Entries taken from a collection
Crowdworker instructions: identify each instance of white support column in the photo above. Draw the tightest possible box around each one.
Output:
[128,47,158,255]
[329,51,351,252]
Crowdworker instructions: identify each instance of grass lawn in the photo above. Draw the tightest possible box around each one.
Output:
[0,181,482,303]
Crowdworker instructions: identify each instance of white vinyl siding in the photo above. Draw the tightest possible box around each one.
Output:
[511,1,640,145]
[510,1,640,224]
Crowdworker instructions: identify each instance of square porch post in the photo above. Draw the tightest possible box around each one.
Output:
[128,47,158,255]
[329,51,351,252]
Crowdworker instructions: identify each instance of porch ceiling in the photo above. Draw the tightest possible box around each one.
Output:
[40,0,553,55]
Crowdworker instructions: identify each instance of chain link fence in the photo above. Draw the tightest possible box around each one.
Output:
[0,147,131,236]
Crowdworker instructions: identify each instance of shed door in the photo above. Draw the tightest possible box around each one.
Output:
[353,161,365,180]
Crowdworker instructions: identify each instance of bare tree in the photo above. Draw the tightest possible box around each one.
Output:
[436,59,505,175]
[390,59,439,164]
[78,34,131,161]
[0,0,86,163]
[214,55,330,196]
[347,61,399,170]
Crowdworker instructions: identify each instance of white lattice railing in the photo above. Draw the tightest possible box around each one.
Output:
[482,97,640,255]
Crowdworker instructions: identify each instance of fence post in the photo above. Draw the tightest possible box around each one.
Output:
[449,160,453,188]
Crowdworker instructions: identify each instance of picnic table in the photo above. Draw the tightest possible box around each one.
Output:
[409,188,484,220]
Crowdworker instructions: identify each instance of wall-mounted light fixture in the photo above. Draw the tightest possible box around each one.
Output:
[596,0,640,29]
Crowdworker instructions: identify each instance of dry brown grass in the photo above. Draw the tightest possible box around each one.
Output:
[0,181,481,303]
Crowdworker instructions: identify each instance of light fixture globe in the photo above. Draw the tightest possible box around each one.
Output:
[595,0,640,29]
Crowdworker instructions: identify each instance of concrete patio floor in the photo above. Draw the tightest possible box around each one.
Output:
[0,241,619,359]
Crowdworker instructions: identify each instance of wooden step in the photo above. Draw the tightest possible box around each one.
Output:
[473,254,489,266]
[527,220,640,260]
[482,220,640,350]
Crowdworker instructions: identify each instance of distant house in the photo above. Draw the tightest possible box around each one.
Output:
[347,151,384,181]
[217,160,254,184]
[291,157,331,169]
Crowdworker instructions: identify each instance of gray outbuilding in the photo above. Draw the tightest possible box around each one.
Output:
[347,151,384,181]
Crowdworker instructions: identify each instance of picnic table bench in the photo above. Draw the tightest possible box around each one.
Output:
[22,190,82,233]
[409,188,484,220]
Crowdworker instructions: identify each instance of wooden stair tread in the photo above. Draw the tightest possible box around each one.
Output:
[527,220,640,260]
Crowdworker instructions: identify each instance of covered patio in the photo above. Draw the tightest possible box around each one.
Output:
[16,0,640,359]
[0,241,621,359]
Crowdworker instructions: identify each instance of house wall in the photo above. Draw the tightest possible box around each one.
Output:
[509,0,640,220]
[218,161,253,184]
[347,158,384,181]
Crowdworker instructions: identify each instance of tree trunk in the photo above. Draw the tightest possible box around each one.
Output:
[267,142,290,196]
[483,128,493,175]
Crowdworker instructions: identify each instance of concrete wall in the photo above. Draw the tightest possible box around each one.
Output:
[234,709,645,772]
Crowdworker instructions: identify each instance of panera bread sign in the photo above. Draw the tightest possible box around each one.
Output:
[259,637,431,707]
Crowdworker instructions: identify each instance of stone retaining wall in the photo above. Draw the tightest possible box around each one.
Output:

> _EXERCISE OBJECTIVE_: Write out every entry again, keeping each line exactly the same.

> _EXERCISE SOLUTION_:
Crowdworker instructions: identify each instance of white support column in the photo above. Draw the tightest possible box around each one.
Output:
[128,47,158,255]
[329,51,351,252]
Crowdworker instructions: identify each instance of grass lawn in the photo above. Draw the tightest possible box around each one.
Output:
[0,181,482,303]
Crowdworker instructions: identify each instance of white vinyl siding in the photo above. Draw the tightest possible box around each one.
Output:
[511,1,640,145]
[510,1,640,224]
Crowdworker instructions: identify each instance of square porch post in the photo above. Draw the tightest possible box around each one.
Output:
[128,47,158,255]
[329,51,351,252]
Crowdworker instructions: identify each instance of porch ceiling in the photo above. Draw the tightest possible box around each one.
Output:
[40,0,553,55]
Crowdworker instructions: identify each instance of chain link fence in the photo above. Draw the tightest possible box around each one.
Output:
[0,147,131,236]
Crowdworker instructions: identify each instance of shed door in the photo above. Draw the tightest possible box around each one.
Output:
[353,161,365,180]
Crowdworker instructions: identify each instance of bare tree in the photo above. Draw the tightest possible box around each one.
Output:
[436,59,505,175]
[390,59,439,164]
[78,34,131,161]
[0,0,86,163]
[214,55,330,196]
[347,61,399,170]
Crowdworker instructions: identify each instance of white lattice railing in the photo above. Draw the tightest possible box around each one.
Output:
[482,97,640,255]
Crowdworker instructions: identify each instance of fence post in the photo above. Draw the tightest possible box around each one.
Output:
[449,160,453,188]
Crowdworker instructions: identify each instance of picnic table in the photo above. Draw the tightest possible box around each one.
Output:
[409,188,484,220]
Crowdworker instructions: identify each instance of wall-mounted light fixture in the photo above. Draw the tightest possible box around each one.
Output:
[596,0,640,29]
Crowdworker instructions: identify each instance of dry brown grass in the photo above. Draw the tightest possible box around each one.
Output:
[0,181,481,303]
Crowdworker instructions: identify each instance of light fixture globe in the photo above. Draw the tightest possible box around each one.
Output:
[595,0,640,29]
Crowdworker instructions: identify each instance of concrete patio floor in the photo above. Draw the tightest possible box around each one.
Output:
[0,241,619,359]
Crowdworker instructions: identify each instance of wooden step in the photo above. Draw the tightest possible box around each one.
Output:
[473,254,489,266]
[527,220,640,260]
[482,220,640,350]
Crowdworker instructions: identify each instance of distant house in the photo above. Draw the tightest possible box around each one.
Output:
[347,151,384,181]
[217,160,254,184]
[291,157,331,169]
Crowdworker instructions: identify each instance of gray outbuilding in the photo above. Draw the tightest possible box around each one.
Output:
[347,151,384,181]
Crowdworker instructions: identify each instance of picnic table bench in the photo above. Draw the tightest possible box around each one.
Output:
[22,190,82,233]
[409,188,484,220]
Crowdworker instructions: identify each instance of wooden stair tread in the photo above. Draw the tightest possible box around each one.
Output:
[527,220,640,260]
Crowdworker instructions: identify each instance of covered patio in the photo above. Draw the tightest possible box around each one.
Output:
[16,0,640,359]
[0,241,621,359]
Crowdworker instructions: identify each instance of house wall in the photo above. Draw the tightest possible box around each one.
Output:
[509,0,640,220]
[218,161,253,184]
[347,158,384,181]
Crowdworker instructions: identify each instance of tree trunk in the photo above. Draw the tightest possible box around each one.
Output:
[267,142,290,196]
[483,128,493,175]
Crowdworker instructions: identify each instance of concrete wall in the photo above. Draw the tightest possible box around each one.
Output:
[234,709,645,772]
Crowdworker instructions: identify each instance of panera bread sign in the photo above. Draw the tightest possible box around each one.
Output:
[259,637,431,707]
Crowdworker instructions: identify each instance of stone retaining wall in the photo above. Draw the tightest possible box around each one.
Output:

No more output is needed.